### Given request 1
Rewrite the passage of the post about the deleted cluster-admin clusterrole starting with "Have you ever" and going on through "night of debugging.", and put "receipt" in place of "document".
### Given request 2
In the post about the deleted cluster-admin clusterrole, whose integration with Open Cluster Manager had the author been experimenting with?
### Given request 3
Carry on the post about the deleted cluster-admin clusterrole from the point where it stops.

### Page excerpt
::::::::

Don’t delete cluster-admin clusterrole and clusterrolebinding…. uggh, too late…

Andy Anderson
5 min readMar 4, 2024

--

Have you ever accidently deleted a file or thrown out an important document that got lumped in with a pile of unwanted paperwork? We’ve all been there. I have more than my share of hap-hazard instances where I deleted a file or credential in the course of working with source control or cleaning up after a long night of debugging.

Kubernetes is very forgiving when you delete an object, unless you don’t have permissions to recreate it. In this particular instance I accidently deleted the cluster-admin clusterrole and clusterrole binding to one of my OpenShift clusters. How did I do this? It wasn’t intentional, I can tell you that much. In fact, I didn’t know how or when I deleted the objects either until a bit later on.

What did I do wrong?

The first indication that I did something wrong was when I logged into the OpenShift cluster from the command line and received the dreaded “cluster-admin” role is missing. You will also see, in the OpenShift UI, that you no longer have access to rolebindings:

At the time, I didn’t think this was caused directly by an action that I took. As it turns out, I had been experimenting with Kubestellar’s integration with Open Cluster Manager. I was trying to synchronize an Kuberay’s clusterroles and clusterrolebindings:

apiVersion: control.kubestellar.io/v1alpha1
kind: BindingPolicy
metadata:
name: kuberay-placement
spec:
wantSingletonReportedState: true
clusterSelectors:
- matchLabels:
location-group: edge
downsync:
- apiGroup: ""
resources: [ "namespaces" ]
objectNames: [ "kuberay-operator" ]
- apiGroup: apiextensions.k8s.io
resources: [ customresourcedefinitions ]
namespaceSelectors: []
objectNames: [ "servicemonitors.monitoring.coreos.com", "rayclusters.ray.io", "rayjobs.ray.io", "rayservices.ray.io" ]
- apiGroup: rbac.authorization.k8s.io
resources: [ clusterroles, clusterrolebindings ]
objectNames: ["*"]
- apiGroup: rbac.authorization.k8s.io
resources: [ roles, rolebindings ]
namespaces: [ "kuberay-operator" ]
- apiGroup: apps
resources: [ deployments ]
objectNames: [ "*" ]
namespaces: [ "kuberay-operator" ]
- apiGroup: ""
resources: [ services ]
objectNames: [ "*" ]
namespaces: [ "kuberay-operator" ]
- apiGroup: ""
resources: [ serviceaccounts ]
objectNames: [ "*" ]
namespaces: [ "kuberay-operator" ]

Note the lines above for [clusterroles, clusterrolebindings]. You will see that under the ‘objectnames’ I put “*”. That is the little mistake that I made that cause a multitude of problems. For clusterscoped objects (namespaces, clusterroles, clusterrolebindings, customresourcedefinitions, and etc.) you should never wildcard objectnames for selection to downsync. The downsyncing isn’t the problem, its the deletion or update that happens when you decide to remove KubeStellar or the Workload Descriptor Space (WDS) associated with the objects you synced. I did not have any intention of synchronizing objects other than those in Kuberay’s deployment, but the net effect of what I selected created syncrhonization records for all the clusterroles and clusterrolebindings in the cluster.

::::::::

### Raw data

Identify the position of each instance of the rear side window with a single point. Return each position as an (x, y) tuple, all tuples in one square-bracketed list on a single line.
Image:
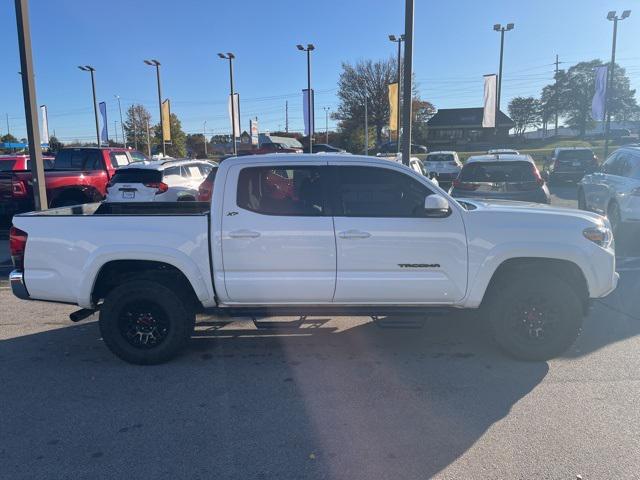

::::::::

### Exercise answer 1
Have you ever accidently deleted a file or thrown out an important receipt that got lumped in with a pile of unwanted paperwork? We’ve all been there. I have more than my share of hap-hazard instances where I deleted a file or credential in the course of working with source control or cleaning up after a long night of debugging.

### Exercise answer 2
Kubestellar's.

### Exercise answer 3
How do you avoid this?

Simply replace the “*” selector for objectNames with specific object names. Here is what I did:

apiVersion: control.kubestellar.io/v1alpha1
kind: BindingPolicy
metadata:
name: kuberay-placement
spec:
wantSingletonReportedState: true
clusterSelectors:
- matchLabels:
location-group: edge
downsync:
- apiGroup: ""
resources: [ "namespaces" ]
objectNames: [ "kuberay-operator" ]
- apiGroup: apiextensions.k8s.io
resources: [ customresourcedefinitions ]
namespaceSelectors: []
objectNames: [ "servicemonitors.monitoring.coreos.com", "rayclusters.ray.io", "rayjobs.ray.io", "rayservices.ray.io" ]
- apiGroup: rbac.authorization.k8s.io
resources: [ clusterroles, clusterrolebindings ]
objectNames:
- kuberay-operator
- rayjob-editor-role
- rayjob-viewer-role
- rayservice-editor-role
- rayservice-viewer-role
- kuberay-operator
- apiGroup: rbac.authorization.k8s.io
resources: [ roles, rolebindings ]
namespaces: [ "kuberay-operator" ]
- apiGroup: apps
resources: [ deployments ]
objectNames: [ "*" ]
namespaces: [ "kuberay-operator" ]
- apiGroup: ""
resources: [ services ]
objectNames: [ "*" ]
namespaces: [ "kuberay-operator" ]
- apiGroup: ""
resources: [ serviceaccounts ]
objectNames: [ "*" ]
namespaces: [ "kuberay-operator" ]

You see that I now have a list of specific object names for clusterroles and clusterrolebindings that will be synchronized — nothing more and nothing less.

What can you do if you're reading this article after the fact?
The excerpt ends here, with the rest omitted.